• **Exercise requirements**:
Copy out the entries without any change, everything from the line containing "Put a marker on every instance of the smaller" down to the line containing "Target: dome-shaped roof", both of those lines included.

-------- Data for this exercise

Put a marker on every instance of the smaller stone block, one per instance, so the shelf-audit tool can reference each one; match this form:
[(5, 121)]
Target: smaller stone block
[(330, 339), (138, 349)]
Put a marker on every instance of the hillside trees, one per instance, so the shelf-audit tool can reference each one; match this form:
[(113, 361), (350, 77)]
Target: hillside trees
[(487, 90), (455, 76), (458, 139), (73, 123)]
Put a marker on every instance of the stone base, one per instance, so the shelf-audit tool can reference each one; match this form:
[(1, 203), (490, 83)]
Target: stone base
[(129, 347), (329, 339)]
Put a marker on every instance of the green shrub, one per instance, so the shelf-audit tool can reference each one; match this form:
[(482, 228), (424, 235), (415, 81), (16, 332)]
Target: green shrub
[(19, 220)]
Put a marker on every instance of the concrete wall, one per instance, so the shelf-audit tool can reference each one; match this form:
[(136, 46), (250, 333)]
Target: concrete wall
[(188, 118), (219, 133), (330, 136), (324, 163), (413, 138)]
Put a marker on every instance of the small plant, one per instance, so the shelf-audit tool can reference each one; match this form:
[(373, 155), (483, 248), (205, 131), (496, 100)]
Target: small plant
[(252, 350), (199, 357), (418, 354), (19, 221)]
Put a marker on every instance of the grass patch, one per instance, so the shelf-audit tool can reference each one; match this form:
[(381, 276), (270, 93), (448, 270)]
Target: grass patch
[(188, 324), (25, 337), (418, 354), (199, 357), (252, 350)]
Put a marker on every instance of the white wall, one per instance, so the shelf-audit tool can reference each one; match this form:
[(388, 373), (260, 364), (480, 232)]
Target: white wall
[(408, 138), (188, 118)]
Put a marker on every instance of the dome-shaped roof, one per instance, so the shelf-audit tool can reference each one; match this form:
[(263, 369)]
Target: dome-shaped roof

----------------
-------- Data for this exercise

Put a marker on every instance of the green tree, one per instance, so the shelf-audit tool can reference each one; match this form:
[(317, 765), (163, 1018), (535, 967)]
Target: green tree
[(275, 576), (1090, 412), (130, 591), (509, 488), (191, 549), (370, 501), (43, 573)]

----------------
-------- Data for this exercise

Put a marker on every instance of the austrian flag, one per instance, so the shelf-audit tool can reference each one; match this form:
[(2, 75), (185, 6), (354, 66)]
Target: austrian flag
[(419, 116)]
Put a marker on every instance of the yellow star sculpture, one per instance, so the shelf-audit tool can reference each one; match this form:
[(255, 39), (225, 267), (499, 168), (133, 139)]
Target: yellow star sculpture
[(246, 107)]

----------------

• **Exercise result**:
Put a marker on every instance of the smaller stone block, one per instance, so the shelf-audit tool can reference each one; match this form:
[(5, 121)]
Target: smaller stone block
[(330, 339), (138, 349)]
Put a marker on every instance of the hillside trees, one per instance, so the shelf-audit tool can reference each one; match this form:
[(113, 361), (350, 77)]
Target: hillside trees
[(487, 90), (455, 76), (458, 139), (73, 123)]
Put a marker on every instance of the stone base, one per instance, so the shelf-audit tool can reference each one; match this form:
[(1, 203), (490, 83)]
Target: stone base
[(129, 347), (329, 339)]
Put a marker on every instance of the green shrub, one per instance, so the shelf-audit tool can reference each one; match this form:
[(482, 228), (424, 235), (415, 81), (16, 332)]
Target: green shrub
[(19, 220)]
Put a marker on every instance of the concrete wall, one per instance, so the shelf-audit tool can reference each one; match this form:
[(136, 46), (250, 333)]
Target: concrete wall
[(188, 118), (219, 133), (330, 136), (324, 163), (413, 138)]
Put a marker on every instance of the small plant, one per instance, so the shelf-audit tool can reference each one; match this form:
[(373, 155), (483, 248), (205, 131), (496, 100)]
Target: small plant
[(252, 350), (199, 357), (418, 354), (19, 221)]
Put a marker on every instance of the grass patch, one per instance, so the shelf-audit tool can reference each one; match this form:
[(381, 276), (270, 93), (448, 270)]
Target: grass patch
[(188, 324), (25, 337), (418, 354), (199, 357), (252, 350)]
Put a marker on every instance of the white wall, one per instance, so the shelf-audit tool can reference each one; match this form:
[(388, 373), (260, 364), (480, 232)]
Target: white wall
[(408, 138), (188, 118)]
Put a marker on every instance of the dome-shaped roof, one per instance, so the shelf-audit tool can reference each one; match this form:
[(263, 369)]
Target: dome-shaped roof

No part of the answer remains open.